# Task to carry out
Skip the pictures and repeat each line of the data exactly.

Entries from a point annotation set
_____

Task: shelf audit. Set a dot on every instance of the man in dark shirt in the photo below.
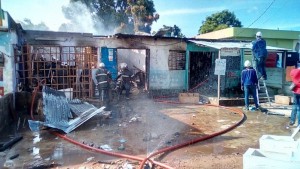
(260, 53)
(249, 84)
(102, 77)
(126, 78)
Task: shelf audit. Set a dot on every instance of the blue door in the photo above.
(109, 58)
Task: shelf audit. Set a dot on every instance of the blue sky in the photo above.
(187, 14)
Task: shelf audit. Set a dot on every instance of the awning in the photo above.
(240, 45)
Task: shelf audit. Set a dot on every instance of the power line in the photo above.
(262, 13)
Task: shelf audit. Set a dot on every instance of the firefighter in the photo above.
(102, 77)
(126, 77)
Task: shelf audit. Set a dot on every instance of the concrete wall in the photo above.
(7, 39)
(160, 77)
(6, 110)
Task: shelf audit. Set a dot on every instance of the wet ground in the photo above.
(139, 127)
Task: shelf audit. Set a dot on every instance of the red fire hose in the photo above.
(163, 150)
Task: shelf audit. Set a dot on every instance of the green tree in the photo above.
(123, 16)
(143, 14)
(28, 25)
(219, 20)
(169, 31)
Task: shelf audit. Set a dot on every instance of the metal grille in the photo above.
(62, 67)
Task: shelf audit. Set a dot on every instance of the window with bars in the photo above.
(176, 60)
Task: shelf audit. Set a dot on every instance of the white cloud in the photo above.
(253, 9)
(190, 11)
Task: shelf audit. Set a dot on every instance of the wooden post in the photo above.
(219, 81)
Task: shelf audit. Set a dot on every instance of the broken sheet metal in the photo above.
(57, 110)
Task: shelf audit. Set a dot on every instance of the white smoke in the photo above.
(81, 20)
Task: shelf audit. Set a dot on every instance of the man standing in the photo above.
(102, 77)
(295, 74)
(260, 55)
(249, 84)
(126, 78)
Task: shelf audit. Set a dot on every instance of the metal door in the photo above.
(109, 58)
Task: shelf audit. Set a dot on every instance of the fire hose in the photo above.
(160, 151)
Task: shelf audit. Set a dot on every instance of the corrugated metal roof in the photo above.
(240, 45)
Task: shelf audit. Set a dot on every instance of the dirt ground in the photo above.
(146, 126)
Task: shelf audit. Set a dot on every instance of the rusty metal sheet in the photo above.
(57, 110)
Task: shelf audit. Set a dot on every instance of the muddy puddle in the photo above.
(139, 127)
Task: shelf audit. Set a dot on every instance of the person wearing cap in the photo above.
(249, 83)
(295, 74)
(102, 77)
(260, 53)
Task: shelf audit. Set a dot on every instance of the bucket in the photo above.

_____

# Exercise response
Task: shelf audit. Set a dot on every instance of the man in dark shirt in the photo below.
(260, 53)
(249, 84)
(102, 77)
(126, 78)
Task: shelf audit. Set a dot on every instance of the blue door in the photo above.
(109, 58)
Task: shelf audit. Set a dot on every instance of the blue sky in the photo above.
(187, 14)
Task: shelf audit. Set a dot on every instance of the awning in the photo above.
(240, 45)
Task: shelf audit. Set a dot on every instance of the power line in the photo above.
(262, 13)
Task: shelf audit. Set a dot on every instance of the firefighter in the photo above.
(102, 77)
(126, 77)
Task: shelf audit. Set a dot on every instance of the concrete wall in the photo above.
(7, 39)
(160, 77)
(6, 110)
Task: shelf audit. Set a dot on every instance of the wet ground in the photo above.
(139, 127)
Task: shelf audit. Set a dot on every instance of the red fire hose in the photo above.
(163, 150)
Task: shelf audit. Set a dot on every instance of the green tree in the photo above.
(123, 16)
(143, 14)
(28, 25)
(219, 20)
(169, 31)
Task: shelf audit. Set a dot on every instance of the metal grille in the photo above.
(62, 67)
Task: shelf audit. Set a dot on every instance of the window with bars in the photo above.
(176, 60)
Task: shelf audit. Set a dot on every instance of the white cloud in the photo above.
(253, 9)
(190, 11)
Task: shelf audit. Set a dot on every instance of the wooden post in the photo above.
(219, 81)
Task: shelf audit. Set a dot on every instance of the broken sheet metal in the photo above.
(57, 110)
Task: shelf audit. Set a dot on every instance of the white smoke in the photo above.
(81, 20)
Task: shelf audit. Set a dot on every instance of the man standing in the photo above.
(102, 77)
(295, 74)
(260, 55)
(249, 84)
(126, 78)
Task: shelf audit. Set a dot on every instance of the metal door in the photo above.
(109, 58)
Task: shelf audit. Set a dot on every instance of the fire hose in the photo above.
(160, 151)
Task: shelf audit. Set a dot on every instance of the corrugated metal roof in the photo above.
(240, 45)
Task: shelf audit. Set a dot on every instance of the dirt ground in the photo above.
(146, 126)
Task: shelf audit. Set a dot on every instance of the rusty metal sheet in the photo above.
(57, 110)
Task: shelf audit. Set a dot on every instance of the muddy puddle in the photo above.
(139, 127)
Task: shelf audit. Set a dot on every instance of the person wearing cap in the photo above.
(249, 83)
(295, 74)
(102, 77)
(260, 53)
Task: shelf audit. Set a dot on every instance of the bucket in the photo above.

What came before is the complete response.